─── Available data

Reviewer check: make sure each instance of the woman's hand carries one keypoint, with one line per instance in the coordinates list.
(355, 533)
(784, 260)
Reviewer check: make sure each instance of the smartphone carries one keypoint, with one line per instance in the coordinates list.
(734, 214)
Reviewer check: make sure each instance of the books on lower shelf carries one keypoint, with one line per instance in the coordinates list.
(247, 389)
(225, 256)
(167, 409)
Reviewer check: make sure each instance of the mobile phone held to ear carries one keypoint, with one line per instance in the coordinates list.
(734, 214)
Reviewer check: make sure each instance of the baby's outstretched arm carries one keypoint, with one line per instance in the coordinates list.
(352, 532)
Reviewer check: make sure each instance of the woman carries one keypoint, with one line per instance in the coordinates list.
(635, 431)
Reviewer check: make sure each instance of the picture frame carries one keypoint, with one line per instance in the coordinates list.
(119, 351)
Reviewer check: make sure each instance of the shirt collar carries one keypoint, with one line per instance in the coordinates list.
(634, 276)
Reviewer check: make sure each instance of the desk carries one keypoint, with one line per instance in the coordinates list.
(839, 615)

──────

**The task:** Repeat the material in full, exactly as it stands.

**Answer to this exercise:**
Reviewer check: make sure each instance of the woman's hand carries one keypoint, with one line per instance in the coordinates list.
(355, 533)
(784, 260)
Reviewer check: make sure each instance of the smartphone carries one keypoint, with one line per instance in the coordinates list.
(734, 214)
Reviewer check: make sure each instance of the books on lower shelf carries one keypoint, with one line per instance in the coordinates list.
(247, 389)
(225, 256)
(167, 409)
Reviewer check: make sure each instance of the mobile phone held to ear carries one keypoint, with one line per instance in the coordinates list.
(734, 214)
Reviewer check: make sure each instance of the baby's outstretched arm carries one keypoint, with one line per instance in the coordinates list.
(352, 532)
Reviewer check: make sure each instance of the woman carries one keypoint, with one line per instance in the coordinates list.
(635, 431)
Reviewer check: make sure each instance of the picture frame carries one keypoint, with one line per instance in the coordinates list.
(119, 351)
Reviewer check: make sure each instance of the shirt collar carries one keypoint, with one line per instance in the coordinates list.
(634, 276)
Reviewer check: make sure each instance of the desk carries one keypoint, with one line per instance in the coordinates list.
(839, 615)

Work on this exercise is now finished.